● **WHAT IS BEING ASKED**:
The records below must be transcribed exactly.
============
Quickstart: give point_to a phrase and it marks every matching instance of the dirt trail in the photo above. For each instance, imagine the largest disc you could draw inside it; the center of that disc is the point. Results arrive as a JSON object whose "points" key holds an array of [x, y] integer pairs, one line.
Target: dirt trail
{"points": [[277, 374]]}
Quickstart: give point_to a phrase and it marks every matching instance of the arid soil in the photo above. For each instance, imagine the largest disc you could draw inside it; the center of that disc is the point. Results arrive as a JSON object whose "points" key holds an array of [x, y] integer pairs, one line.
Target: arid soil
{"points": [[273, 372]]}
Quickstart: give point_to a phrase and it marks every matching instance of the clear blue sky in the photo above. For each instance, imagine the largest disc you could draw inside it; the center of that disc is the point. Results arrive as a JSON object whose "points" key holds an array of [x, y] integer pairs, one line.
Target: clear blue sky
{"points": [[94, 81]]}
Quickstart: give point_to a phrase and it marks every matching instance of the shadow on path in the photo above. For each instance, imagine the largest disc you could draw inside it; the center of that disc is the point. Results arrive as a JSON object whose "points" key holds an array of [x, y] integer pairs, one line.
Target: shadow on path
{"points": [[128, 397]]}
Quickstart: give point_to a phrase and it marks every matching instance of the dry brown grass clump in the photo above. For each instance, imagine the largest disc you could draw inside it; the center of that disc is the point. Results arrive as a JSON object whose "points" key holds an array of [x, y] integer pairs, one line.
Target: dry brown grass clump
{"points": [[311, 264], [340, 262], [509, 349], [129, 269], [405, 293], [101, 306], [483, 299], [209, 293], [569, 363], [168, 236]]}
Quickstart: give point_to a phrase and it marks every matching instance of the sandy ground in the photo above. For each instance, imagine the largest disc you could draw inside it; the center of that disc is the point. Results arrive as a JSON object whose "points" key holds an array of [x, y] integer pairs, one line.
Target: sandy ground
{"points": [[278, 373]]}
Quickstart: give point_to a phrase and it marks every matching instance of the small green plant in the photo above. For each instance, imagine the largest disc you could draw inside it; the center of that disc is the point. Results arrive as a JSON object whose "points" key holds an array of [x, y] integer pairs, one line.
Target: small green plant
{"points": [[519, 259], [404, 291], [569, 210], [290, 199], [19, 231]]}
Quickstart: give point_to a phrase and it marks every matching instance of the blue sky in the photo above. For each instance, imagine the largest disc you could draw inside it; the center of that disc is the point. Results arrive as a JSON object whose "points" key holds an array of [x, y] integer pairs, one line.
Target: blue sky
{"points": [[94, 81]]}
============
● **FINAL ANSWER**:
Quickstart: give point_to a phrase and it marks every matching instance of the dirt trail in the photo above. For each instance, imagine the largest disc you could draw inside it; the center of that disc is the point. Results arrive as a JSON object whose "points" key holds an array of [x, y] integer pairs, one line.
Target: dirt trail
{"points": [[277, 374]]}
Quickstart: give point_to a phrase and it marks every matching instance of the arid soil in the photo above. For each instance, imagine the largest disc you could draw inside it; the center of that disc is the point. Results arrive as a JSON object whose "points" key holds an array of [x, y] integer pairs, one line.
Target: arid soil
{"points": [[273, 372]]}
Quickstart: give point_to a phrase and it marks every matching instance of the clear blue sky in the photo above. For each instance, imagine the largest disc you could draw inside it; the center of that disc is the point. Results arrive as a JSON object whose "points" key holds an array of [x, y] integer pairs, one line.
Target: clear blue sky
{"points": [[94, 81]]}
Quickstart: give point_to a phrase and it marks every matching instance of the shadow on path in the photo above. For each instance, imagine the largest disc you could draw inside it; the center of that disc is the point. Results arrive as a JSON object whose "points" key holds an array of [x, y] integer pairs, one line.
Target: shadow on path
{"points": [[128, 397]]}
Quickstart: give point_to a phrase and it marks every matching instance of the dry brown grass clump in the photo above. For each instance, imagine the largest disc you could draw inside it; the center of that disc is the point. Results arrive as a JSON object whose "points" key holds an array of [x, y] integer pairs, one line.
Target: dry brown grass clump
{"points": [[311, 264], [340, 262], [509, 349], [129, 269], [405, 293], [101, 306], [483, 299], [209, 293], [569, 363], [168, 236]]}
Quickstart: give point_to a phrase and it marks every matching instance of the sandy ground in the photo above. For each instance, imagine the largest disc you could draw inside it; the center of that disc is the point. Results arrive as a JSON object whose "points" key holds an array of [x, y] integer pairs, one line.
Target: sandy ground
{"points": [[278, 373]]}
Quickstart: give point_to a phrase and it marks every matching instance of the small green plant in the photo above. For each instance, imagine the largest disc you could draw inside it; the center of that disc is the point. Results arrive as a JSON object whose "points" key holds an array of [x, y] integer pairs, one line.
Target: small green plant
{"points": [[519, 259], [404, 291], [569, 210], [290, 199], [19, 231]]}
Quickstart: give point_to a phrase and it marks every matching instance of the blue sky in the photo above. For each instance, imagine the largest disc you could draw inside it; the center of that disc is the point. Results arrive as a JSON object whose "points" key holds an array of [x, y] integer pairs, one line.
Target: blue sky
{"points": [[94, 81]]}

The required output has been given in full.